# EXERCISE DESCRIPTION
Reproduce every one of the entries below word for word, line by line, with nothing added or left out.
+-------+
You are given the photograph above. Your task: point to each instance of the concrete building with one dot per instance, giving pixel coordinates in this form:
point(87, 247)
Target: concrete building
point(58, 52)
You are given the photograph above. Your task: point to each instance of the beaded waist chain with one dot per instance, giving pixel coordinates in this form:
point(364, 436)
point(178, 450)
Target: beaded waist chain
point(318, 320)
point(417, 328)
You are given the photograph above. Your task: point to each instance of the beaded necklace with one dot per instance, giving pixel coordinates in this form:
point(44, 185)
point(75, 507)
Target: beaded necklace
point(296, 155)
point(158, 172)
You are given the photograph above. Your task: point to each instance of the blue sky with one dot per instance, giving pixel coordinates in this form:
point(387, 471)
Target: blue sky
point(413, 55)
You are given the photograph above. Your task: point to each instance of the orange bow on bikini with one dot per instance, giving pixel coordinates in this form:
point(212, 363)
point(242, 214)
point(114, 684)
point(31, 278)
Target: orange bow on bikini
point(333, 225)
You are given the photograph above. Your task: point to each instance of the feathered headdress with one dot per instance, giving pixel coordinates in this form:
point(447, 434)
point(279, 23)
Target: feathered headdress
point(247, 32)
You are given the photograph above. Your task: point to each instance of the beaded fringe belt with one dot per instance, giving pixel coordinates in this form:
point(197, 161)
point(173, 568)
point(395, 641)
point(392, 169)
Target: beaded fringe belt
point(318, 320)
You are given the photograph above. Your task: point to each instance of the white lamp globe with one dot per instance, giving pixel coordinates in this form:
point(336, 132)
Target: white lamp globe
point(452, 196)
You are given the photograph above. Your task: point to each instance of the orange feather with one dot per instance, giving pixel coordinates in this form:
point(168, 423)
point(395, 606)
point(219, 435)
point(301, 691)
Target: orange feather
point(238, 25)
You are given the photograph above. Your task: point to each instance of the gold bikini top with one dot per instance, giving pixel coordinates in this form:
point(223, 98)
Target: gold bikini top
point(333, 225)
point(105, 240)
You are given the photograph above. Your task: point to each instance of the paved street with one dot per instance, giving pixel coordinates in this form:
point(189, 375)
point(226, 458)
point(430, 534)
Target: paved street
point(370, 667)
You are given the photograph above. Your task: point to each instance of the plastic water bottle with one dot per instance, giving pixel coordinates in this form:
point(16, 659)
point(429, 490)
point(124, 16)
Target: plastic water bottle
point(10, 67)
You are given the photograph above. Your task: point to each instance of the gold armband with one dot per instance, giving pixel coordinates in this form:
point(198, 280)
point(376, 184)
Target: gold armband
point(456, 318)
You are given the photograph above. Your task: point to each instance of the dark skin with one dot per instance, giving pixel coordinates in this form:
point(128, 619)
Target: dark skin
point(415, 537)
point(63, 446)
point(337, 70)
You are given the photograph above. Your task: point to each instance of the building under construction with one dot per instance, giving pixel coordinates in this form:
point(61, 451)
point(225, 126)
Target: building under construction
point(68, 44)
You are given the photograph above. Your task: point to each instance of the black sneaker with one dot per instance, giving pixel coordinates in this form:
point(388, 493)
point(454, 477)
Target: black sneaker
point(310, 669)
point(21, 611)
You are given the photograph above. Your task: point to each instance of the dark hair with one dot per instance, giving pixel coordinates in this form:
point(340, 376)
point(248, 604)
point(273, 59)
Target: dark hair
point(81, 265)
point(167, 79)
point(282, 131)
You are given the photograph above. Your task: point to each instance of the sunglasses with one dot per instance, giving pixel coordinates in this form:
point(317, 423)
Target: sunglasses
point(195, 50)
+-------+
# EXERCISE SOLUTION
You are given the photograph above. Your task: point to each instance of the concrete building with one dot per instance, giving pixel coordinates in this form:
point(87, 247)
Target: concrete building
point(58, 52)
You are given the photograph above. Your task: point to each instance of the beaded waist chain with one dot per instance, giving pixel coordinates in this form:
point(364, 436)
point(178, 450)
Target: beaded waist chain
point(318, 320)
point(417, 328)
You are given the photograph above. Your task: point to each instance of the beaded necklace with one dot per instance, giving pixel coordinates in this form:
point(44, 185)
point(75, 507)
Target: beaded necklace
point(296, 155)
point(158, 172)
You are given the photograph above. Your task: point to each instance of the blue sky with one dot per instance, giving pixel coordinates in this form:
point(387, 471)
Target: blue sky
point(413, 55)
You are given the photograph above. Your task: point to each instance of the orange bow on bikini with one dot per instance, giving pixel coordinates in this form:
point(212, 363)
point(242, 214)
point(114, 684)
point(31, 278)
Target: orange bow on bikini
point(333, 225)
You are given the photograph above. Your task: point to each instance of the feathered headdress with one dot per instance, giving pixel coordinates in this form:
point(447, 434)
point(279, 23)
Target: feathered headdress
point(247, 32)
You are given the photograph above. Your task: point to each instance of the beaded fringe belt with one dot per instance, giving pixel coordinates in this form:
point(197, 161)
point(173, 568)
point(395, 641)
point(392, 169)
Target: beaded fringe belt
point(318, 320)
You are given the photograph above. Your task: point to each instance of the white lamp globe with one dot per instance, giving pixel coordinates in this form:
point(336, 132)
Target: white lamp globe
point(452, 196)
You are given the photograph above. Your task: point to each instance of the orange feather with one dot per instance, giving pixel coordinates in this form:
point(168, 423)
point(395, 606)
point(219, 435)
point(301, 691)
Target: orange feather
point(238, 25)
You are given the photograph above. Your task: point to each instance of the gold bikini top with one dot per instance, giving pixel coordinates in this form:
point(223, 98)
Target: gold bikini top
point(333, 225)
point(105, 240)
You are given the photograph above. Your task: point to each instance of the paved street with one dot per instance, giving pixel coordinates in this form:
point(189, 375)
point(226, 458)
point(430, 534)
Target: paved street
point(370, 667)
You are given the photograph above. Your task: point to each instance of the plastic water bottle with one dot per instance, giving pixel coordinates in this form:
point(16, 659)
point(429, 490)
point(124, 16)
Target: plastic water bottle
point(10, 67)
You are given the photograph above. Your task: point to each instance of the gold armband with one dot per instance, giving pixel coordinates in this form:
point(198, 280)
point(376, 184)
Target: gold armband
point(456, 318)
You are given the photograph above. Your task: point to each instance of the dark skin with one dot per instance, giving pixel coordinates in this form:
point(128, 619)
Target: dark skin
point(415, 537)
point(63, 446)
point(337, 70)
You are given the photograph above. Your task: point to each instance of the building under construction with one dot per instance, giving pixel coordinates in this form:
point(61, 451)
point(225, 126)
Target: building under construction
point(68, 44)
You are given the photograph above. Your task: point to each instance of the black sneaker with one dot per instance, giving pixel coordinates in this form:
point(388, 493)
point(454, 477)
Target: black sneaker
point(310, 669)
point(21, 611)
You are given the photograph above. Your task: point to each instance of the dark hair with one dot per instance, giving pixel coordinates in this form:
point(340, 376)
point(248, 604)
point(273, 59)
Target: dark hair
point(81, 265)
point(167, 79)
point(282, 131)
You are given the photograph above. Your task: point to each instance of the sunglasses with one dot per instance, giving pixel coordinates in this form:
point(317, 423)
Target: sunglasses
point(195, 50)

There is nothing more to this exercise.